REQUIREMENT: How many lines in the material below contain the word "balcony"? Reply with the number alone.

Rows from an object pointing dataset
==================================================
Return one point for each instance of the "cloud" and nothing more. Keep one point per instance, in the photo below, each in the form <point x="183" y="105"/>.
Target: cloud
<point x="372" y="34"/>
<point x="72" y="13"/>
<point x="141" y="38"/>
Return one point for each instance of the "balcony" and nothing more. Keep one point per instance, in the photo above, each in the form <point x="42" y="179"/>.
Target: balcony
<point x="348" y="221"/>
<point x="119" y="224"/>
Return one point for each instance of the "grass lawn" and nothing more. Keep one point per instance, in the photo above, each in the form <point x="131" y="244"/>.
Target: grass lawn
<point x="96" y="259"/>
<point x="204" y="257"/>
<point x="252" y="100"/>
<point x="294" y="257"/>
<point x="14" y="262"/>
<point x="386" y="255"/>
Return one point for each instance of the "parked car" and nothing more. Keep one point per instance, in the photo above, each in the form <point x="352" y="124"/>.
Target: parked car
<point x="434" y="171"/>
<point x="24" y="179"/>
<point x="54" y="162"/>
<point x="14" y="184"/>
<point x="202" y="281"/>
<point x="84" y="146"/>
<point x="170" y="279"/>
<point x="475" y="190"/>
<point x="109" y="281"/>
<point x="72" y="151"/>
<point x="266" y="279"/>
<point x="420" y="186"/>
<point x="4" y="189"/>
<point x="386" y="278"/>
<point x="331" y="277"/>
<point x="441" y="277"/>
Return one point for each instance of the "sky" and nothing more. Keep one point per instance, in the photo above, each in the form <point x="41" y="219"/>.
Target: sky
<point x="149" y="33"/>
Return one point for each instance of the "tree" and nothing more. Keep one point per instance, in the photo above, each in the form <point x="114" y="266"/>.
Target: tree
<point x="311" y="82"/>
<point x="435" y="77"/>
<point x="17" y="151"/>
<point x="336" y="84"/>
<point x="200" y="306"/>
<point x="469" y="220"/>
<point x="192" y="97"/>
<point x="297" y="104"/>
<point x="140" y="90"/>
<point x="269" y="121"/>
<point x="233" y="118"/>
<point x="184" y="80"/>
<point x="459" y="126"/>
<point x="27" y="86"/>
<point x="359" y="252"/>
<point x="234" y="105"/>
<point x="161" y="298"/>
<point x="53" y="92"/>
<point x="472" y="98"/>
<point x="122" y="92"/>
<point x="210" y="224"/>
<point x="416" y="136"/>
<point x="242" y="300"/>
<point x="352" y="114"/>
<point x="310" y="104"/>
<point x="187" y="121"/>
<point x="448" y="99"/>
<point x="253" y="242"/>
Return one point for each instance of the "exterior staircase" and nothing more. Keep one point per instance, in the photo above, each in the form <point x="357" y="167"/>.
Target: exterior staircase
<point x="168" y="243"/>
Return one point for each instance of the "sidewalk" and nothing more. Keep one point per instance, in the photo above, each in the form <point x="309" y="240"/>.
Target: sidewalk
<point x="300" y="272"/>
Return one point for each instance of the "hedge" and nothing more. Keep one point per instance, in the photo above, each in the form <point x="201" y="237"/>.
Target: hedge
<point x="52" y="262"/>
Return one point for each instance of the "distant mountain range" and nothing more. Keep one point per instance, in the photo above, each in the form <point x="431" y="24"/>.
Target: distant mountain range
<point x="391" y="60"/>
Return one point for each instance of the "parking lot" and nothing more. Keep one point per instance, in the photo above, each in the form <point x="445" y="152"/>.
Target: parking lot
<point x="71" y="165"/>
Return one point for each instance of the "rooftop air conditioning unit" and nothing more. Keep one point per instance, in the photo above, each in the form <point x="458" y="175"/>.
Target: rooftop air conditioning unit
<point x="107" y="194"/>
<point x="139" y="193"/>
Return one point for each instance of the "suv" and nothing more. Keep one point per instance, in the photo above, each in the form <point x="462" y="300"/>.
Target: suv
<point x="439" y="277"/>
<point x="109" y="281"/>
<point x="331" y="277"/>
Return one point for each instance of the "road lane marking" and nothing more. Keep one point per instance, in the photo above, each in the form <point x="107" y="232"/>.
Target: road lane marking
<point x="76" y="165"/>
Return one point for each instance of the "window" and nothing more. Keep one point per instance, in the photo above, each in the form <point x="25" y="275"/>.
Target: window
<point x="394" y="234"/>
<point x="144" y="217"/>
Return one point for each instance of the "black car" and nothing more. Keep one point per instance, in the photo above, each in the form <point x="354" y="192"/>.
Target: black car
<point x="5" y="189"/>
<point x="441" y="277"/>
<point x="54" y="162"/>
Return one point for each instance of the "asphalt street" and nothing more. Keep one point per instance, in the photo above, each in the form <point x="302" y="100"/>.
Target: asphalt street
==================================================
FINAL RESULT: 2